— Short problem —
Give back, word for word, the records from their first line through the line holding "point(386, 723)", both ends included, and leave the pictures out.

— Material to process —
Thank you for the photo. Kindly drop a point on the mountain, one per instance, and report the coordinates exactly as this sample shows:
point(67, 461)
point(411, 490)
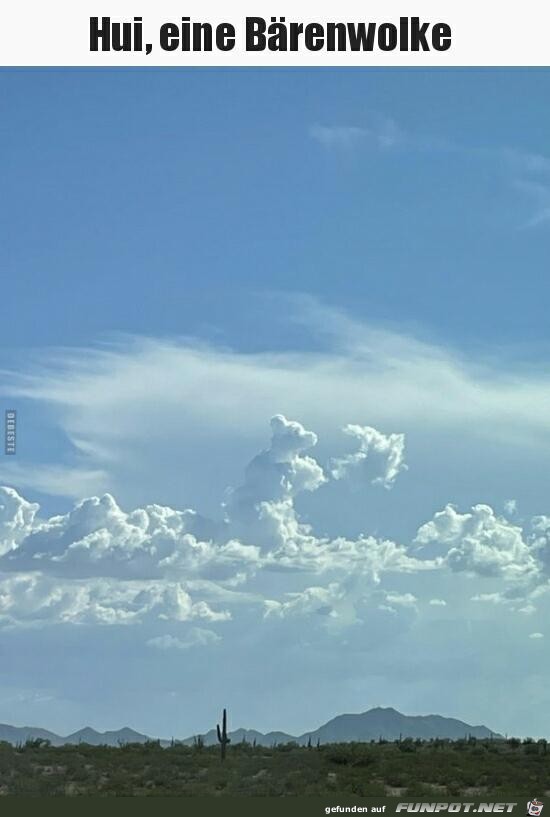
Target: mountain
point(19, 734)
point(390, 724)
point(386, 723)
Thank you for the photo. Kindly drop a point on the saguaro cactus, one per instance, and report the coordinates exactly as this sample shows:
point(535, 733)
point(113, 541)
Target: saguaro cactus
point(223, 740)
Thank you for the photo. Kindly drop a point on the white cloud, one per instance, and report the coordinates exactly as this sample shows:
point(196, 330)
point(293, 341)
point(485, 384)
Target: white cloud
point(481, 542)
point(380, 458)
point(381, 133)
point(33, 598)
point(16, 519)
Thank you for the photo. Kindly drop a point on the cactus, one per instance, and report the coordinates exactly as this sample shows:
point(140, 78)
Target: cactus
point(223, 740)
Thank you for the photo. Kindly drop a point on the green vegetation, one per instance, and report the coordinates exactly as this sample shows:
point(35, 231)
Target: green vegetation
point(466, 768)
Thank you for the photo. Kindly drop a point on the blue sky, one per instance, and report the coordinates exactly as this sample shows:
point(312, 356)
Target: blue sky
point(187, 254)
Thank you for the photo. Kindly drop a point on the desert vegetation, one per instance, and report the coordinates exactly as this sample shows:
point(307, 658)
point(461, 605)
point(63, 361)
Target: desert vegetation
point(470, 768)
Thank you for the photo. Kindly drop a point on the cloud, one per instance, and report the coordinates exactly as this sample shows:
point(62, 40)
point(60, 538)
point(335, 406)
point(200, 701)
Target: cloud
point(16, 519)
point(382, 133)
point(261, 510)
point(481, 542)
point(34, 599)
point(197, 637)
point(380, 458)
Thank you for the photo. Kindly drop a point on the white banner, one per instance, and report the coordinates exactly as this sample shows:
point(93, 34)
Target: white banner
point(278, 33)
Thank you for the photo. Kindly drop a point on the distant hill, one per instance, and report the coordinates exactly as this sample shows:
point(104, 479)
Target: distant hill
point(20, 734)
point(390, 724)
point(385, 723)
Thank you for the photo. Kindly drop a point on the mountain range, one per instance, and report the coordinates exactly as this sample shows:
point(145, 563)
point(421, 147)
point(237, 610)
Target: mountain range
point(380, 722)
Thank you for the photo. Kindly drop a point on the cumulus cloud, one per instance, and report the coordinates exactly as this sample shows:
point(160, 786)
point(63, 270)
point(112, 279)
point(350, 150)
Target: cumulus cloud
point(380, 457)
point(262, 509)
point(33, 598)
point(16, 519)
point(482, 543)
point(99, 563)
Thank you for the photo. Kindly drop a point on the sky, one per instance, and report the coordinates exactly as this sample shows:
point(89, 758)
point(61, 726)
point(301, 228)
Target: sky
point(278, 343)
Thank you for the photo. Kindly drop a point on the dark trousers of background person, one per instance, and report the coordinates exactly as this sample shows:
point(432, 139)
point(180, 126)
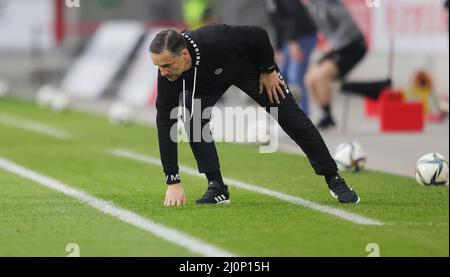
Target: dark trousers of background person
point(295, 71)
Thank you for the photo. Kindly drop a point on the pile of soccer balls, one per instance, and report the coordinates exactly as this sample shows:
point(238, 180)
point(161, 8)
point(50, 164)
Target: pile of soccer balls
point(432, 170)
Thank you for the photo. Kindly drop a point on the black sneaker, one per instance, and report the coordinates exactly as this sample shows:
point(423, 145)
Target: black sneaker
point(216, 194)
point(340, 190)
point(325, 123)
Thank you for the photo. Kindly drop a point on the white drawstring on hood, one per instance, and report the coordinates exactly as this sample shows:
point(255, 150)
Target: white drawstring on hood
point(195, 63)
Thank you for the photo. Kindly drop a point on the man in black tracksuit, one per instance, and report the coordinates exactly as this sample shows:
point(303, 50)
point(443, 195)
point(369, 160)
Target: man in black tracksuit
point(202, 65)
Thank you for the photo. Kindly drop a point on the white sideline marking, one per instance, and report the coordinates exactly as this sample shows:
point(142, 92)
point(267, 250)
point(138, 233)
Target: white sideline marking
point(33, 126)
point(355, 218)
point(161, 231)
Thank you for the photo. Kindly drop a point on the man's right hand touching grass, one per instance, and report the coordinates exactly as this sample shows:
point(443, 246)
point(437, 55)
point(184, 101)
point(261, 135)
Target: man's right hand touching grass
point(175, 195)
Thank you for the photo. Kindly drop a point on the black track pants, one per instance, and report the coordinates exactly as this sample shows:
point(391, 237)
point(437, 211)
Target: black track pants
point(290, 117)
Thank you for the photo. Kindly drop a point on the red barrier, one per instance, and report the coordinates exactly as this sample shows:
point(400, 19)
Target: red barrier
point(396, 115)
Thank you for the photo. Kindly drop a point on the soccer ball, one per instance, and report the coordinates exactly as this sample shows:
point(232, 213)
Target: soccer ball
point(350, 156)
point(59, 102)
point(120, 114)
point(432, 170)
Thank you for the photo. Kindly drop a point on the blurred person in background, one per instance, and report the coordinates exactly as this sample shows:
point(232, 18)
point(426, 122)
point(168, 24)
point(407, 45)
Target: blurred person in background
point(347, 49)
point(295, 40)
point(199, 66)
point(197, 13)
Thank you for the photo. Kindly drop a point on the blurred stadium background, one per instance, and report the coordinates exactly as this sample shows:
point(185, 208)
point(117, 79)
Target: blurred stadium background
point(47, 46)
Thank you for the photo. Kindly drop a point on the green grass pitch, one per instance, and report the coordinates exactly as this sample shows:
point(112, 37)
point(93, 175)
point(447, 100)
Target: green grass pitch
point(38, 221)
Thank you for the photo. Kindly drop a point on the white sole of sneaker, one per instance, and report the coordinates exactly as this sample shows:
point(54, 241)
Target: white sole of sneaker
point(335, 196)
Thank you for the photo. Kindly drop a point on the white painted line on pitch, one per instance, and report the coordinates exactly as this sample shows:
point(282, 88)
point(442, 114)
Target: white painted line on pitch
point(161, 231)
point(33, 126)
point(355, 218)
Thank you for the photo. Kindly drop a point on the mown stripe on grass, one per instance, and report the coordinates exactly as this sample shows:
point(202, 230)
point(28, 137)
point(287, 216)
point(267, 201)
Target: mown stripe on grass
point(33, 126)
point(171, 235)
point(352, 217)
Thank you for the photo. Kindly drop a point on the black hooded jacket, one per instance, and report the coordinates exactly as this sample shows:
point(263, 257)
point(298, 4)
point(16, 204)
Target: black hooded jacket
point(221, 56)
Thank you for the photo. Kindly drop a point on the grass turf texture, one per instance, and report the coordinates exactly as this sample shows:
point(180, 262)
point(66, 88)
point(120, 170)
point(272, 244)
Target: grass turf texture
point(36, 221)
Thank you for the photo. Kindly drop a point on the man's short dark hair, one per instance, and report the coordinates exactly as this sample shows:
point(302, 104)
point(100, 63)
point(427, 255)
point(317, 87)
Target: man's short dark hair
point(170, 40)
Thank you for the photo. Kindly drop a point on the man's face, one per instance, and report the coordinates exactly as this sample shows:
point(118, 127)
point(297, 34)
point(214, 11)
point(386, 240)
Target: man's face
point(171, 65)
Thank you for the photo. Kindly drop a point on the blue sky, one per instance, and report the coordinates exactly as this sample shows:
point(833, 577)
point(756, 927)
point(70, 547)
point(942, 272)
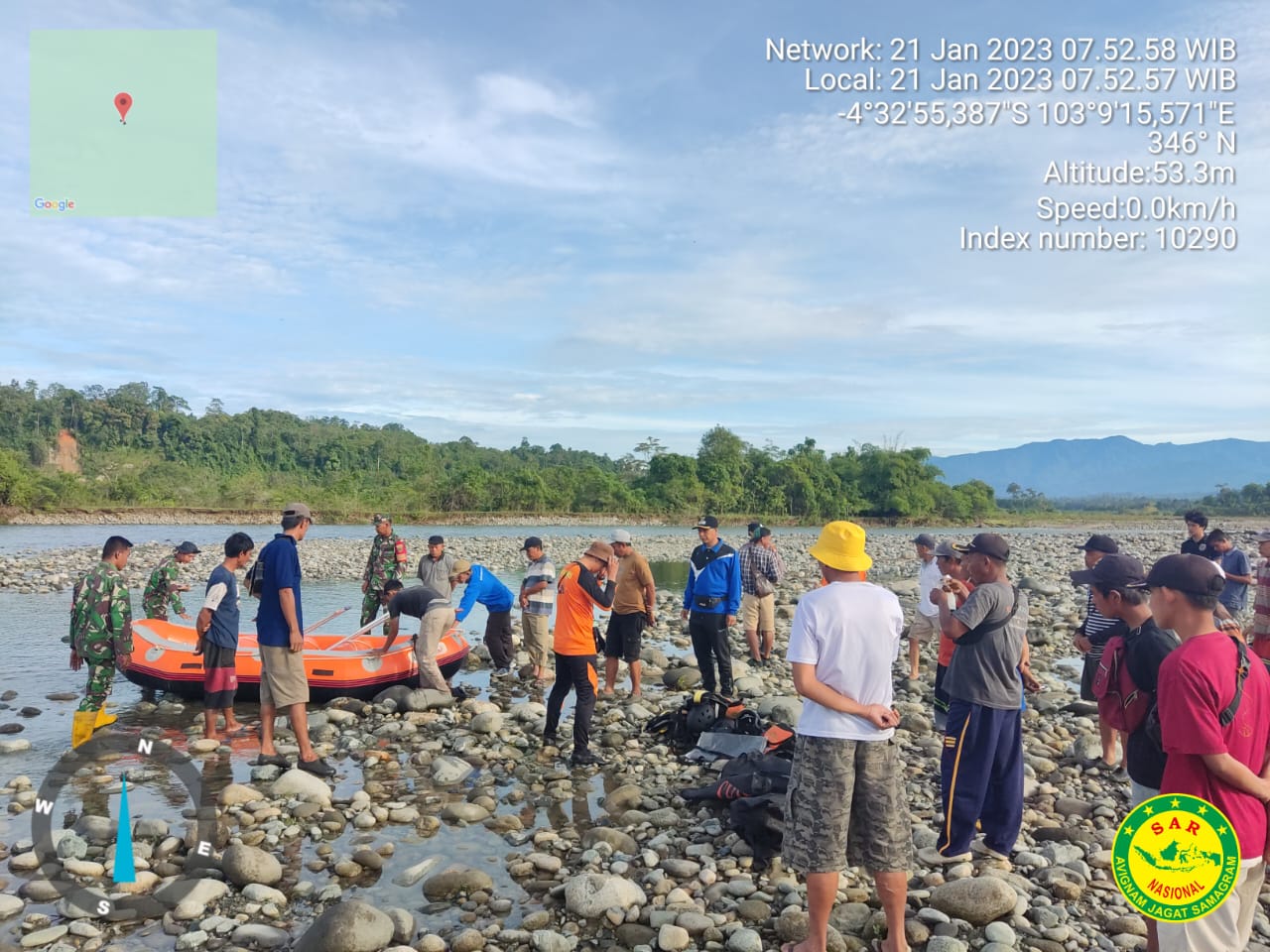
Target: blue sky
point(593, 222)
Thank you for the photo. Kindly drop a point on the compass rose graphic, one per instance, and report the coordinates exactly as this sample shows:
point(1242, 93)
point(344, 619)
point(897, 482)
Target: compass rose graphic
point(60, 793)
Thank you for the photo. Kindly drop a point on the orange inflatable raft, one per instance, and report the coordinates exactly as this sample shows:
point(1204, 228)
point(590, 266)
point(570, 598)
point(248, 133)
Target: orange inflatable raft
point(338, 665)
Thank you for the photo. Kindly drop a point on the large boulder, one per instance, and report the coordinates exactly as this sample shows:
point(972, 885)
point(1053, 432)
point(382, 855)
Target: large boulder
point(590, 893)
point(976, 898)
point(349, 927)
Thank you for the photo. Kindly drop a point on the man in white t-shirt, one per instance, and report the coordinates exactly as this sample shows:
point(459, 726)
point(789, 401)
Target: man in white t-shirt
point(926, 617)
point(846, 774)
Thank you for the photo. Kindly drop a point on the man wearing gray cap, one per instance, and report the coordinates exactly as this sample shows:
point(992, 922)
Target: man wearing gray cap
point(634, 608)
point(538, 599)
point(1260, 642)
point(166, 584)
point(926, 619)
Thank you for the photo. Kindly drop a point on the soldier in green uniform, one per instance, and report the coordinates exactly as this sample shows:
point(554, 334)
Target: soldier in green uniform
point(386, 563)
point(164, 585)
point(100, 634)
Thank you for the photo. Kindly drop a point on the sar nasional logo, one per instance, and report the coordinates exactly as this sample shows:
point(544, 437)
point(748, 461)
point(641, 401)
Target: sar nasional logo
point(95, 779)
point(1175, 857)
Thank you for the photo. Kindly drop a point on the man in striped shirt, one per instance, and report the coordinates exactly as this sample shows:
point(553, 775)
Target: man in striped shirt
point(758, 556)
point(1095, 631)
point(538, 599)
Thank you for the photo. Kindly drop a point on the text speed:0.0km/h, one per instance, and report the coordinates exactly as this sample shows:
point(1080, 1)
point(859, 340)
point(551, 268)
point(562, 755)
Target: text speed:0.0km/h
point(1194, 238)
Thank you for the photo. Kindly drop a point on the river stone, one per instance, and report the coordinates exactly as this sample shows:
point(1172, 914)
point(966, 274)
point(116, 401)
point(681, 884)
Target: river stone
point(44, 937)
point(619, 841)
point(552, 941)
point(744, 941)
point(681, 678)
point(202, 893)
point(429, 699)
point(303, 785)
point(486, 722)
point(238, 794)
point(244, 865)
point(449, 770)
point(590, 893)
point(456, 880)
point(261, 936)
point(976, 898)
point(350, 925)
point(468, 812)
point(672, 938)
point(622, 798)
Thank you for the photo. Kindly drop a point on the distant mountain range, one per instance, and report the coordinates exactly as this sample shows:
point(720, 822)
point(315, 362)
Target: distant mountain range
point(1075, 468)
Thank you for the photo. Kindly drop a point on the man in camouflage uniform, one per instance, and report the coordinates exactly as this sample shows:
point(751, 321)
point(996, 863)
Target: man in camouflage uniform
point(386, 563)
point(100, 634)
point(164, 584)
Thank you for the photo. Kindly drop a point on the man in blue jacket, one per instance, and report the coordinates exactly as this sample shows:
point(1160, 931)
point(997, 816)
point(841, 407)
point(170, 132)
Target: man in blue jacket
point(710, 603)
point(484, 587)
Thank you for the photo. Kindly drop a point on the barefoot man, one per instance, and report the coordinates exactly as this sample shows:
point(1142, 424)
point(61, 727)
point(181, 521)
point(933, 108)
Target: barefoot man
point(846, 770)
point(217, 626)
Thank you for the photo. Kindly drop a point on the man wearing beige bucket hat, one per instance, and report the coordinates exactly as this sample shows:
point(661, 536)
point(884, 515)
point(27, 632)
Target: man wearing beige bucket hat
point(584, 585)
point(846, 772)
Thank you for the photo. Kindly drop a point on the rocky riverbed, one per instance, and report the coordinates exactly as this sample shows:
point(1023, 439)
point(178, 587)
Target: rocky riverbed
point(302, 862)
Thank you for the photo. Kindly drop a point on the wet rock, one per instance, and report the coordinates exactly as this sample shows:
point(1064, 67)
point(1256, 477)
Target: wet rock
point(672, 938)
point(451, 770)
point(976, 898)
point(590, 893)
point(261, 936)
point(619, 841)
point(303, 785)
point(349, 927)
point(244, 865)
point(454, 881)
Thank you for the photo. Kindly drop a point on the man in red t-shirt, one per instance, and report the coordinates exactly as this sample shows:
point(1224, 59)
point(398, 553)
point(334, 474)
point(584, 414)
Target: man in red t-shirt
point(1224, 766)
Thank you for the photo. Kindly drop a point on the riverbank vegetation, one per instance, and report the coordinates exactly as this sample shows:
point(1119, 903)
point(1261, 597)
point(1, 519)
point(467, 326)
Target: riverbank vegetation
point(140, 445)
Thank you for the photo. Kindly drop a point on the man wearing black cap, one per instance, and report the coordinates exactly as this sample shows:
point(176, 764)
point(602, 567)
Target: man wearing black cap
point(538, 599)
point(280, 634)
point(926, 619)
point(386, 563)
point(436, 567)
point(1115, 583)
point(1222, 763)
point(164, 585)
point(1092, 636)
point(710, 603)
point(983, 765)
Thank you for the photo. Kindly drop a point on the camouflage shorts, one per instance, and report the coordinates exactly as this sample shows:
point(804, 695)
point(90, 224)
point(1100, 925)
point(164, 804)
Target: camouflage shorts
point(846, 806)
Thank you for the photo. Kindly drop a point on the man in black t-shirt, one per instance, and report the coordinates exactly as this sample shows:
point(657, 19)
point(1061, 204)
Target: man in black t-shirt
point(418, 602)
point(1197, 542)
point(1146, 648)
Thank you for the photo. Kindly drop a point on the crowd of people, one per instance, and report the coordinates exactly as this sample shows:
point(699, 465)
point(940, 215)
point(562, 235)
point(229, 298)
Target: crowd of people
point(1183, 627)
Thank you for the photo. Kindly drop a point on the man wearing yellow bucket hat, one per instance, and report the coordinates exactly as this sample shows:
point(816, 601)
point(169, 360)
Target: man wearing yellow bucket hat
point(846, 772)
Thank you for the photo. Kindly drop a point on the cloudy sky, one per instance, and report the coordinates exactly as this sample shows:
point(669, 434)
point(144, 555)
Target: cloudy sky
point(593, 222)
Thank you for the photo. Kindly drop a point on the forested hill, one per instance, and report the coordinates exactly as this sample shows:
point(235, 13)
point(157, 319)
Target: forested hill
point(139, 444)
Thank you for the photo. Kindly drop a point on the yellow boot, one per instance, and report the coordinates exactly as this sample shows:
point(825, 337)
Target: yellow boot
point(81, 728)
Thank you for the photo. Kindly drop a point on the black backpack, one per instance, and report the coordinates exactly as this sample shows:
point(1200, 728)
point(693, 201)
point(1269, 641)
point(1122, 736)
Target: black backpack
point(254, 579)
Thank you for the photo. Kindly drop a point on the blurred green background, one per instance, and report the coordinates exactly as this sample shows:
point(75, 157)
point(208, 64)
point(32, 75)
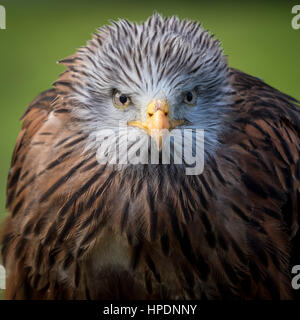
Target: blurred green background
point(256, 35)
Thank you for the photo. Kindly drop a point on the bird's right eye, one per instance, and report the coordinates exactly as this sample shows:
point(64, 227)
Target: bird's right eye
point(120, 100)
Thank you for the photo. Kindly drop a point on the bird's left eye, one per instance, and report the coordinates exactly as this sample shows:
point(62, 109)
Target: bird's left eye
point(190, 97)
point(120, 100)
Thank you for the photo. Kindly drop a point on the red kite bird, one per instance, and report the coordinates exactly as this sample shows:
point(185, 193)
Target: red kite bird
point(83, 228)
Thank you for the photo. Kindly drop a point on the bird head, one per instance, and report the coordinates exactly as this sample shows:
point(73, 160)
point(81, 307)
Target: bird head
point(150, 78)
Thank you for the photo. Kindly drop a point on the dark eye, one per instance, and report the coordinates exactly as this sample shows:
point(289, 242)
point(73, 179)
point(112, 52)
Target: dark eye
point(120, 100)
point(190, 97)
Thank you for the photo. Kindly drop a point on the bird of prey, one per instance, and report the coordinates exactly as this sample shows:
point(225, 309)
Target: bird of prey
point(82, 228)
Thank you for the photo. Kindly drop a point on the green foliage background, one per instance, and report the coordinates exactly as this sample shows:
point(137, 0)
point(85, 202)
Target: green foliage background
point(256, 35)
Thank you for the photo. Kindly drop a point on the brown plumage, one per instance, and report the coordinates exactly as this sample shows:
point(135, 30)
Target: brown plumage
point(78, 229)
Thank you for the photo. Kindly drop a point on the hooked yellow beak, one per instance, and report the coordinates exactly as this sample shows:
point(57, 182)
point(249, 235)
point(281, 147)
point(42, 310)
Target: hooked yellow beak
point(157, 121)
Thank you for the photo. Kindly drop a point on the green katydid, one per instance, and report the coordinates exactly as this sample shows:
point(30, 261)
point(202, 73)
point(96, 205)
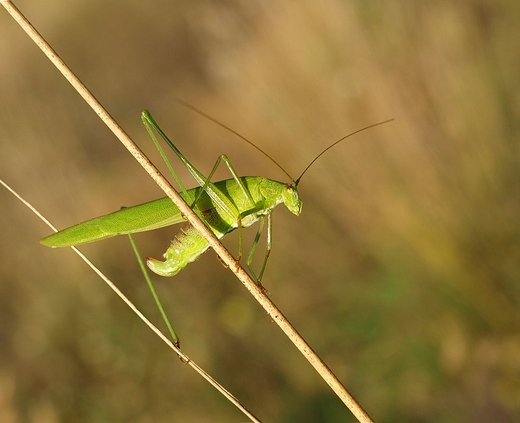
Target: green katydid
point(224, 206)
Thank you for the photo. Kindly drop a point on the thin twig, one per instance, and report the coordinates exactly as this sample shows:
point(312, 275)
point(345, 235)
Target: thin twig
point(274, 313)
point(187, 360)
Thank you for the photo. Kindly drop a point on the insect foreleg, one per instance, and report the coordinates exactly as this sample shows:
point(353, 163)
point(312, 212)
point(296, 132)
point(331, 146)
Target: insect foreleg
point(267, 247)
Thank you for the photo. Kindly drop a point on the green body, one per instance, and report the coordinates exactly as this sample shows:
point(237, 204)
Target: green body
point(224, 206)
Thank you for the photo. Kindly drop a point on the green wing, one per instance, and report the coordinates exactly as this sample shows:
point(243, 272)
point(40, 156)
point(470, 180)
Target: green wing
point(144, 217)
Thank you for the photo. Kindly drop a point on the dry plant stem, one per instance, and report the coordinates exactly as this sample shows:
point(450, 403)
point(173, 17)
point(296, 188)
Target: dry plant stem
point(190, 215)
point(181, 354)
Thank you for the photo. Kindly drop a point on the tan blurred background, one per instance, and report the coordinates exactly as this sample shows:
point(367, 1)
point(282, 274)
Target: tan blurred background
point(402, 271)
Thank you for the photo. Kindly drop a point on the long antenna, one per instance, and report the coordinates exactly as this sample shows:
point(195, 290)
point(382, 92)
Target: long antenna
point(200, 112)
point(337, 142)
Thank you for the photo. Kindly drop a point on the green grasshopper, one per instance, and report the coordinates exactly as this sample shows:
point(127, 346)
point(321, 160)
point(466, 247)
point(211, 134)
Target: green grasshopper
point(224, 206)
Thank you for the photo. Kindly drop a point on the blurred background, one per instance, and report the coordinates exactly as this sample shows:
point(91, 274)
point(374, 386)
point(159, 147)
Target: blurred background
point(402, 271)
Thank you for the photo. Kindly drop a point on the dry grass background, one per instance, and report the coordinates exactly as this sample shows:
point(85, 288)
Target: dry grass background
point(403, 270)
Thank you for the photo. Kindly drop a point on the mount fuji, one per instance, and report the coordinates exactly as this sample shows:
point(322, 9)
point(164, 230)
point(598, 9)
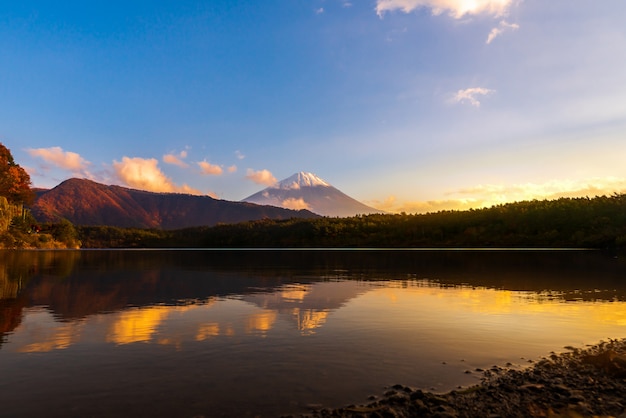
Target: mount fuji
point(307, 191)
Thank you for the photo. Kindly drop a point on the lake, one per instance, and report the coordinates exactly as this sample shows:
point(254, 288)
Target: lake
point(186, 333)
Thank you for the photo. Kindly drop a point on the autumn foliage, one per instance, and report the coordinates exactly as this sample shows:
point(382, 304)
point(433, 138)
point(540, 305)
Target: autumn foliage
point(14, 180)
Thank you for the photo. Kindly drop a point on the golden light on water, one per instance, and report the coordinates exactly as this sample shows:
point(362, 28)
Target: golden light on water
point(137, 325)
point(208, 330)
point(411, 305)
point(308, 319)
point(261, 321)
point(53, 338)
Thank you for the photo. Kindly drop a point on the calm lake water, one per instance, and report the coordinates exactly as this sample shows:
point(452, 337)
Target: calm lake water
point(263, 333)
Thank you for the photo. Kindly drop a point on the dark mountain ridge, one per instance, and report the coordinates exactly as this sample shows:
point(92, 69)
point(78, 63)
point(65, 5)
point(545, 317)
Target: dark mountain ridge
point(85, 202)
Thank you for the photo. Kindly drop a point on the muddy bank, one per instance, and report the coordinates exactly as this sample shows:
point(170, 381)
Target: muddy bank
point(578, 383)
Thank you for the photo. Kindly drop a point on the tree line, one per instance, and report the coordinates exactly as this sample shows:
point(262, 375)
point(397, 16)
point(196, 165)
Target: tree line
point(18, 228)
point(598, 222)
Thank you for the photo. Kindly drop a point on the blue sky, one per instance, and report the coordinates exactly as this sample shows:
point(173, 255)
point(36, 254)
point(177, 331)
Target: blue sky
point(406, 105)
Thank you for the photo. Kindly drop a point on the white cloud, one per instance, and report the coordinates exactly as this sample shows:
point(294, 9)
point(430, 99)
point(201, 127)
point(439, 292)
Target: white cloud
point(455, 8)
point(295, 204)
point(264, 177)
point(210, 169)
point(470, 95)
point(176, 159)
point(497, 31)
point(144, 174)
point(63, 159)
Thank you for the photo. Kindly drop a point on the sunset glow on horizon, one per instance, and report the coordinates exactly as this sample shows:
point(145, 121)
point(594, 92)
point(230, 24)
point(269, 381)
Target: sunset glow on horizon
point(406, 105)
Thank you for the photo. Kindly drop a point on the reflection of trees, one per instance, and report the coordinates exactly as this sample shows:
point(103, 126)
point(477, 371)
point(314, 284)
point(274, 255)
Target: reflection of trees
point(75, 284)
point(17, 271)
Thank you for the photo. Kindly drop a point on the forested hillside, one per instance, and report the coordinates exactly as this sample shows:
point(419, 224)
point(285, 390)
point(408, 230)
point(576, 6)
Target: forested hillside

— Reply —
Thank you for the photo. Kindly drop a point on the mountain, one per instance, and report the coordinates exactly as this sample shows:
point(67, 461)
point(411, 490)
Target: mountain
point(19, 734)
point(390, 724)
point(386, 723)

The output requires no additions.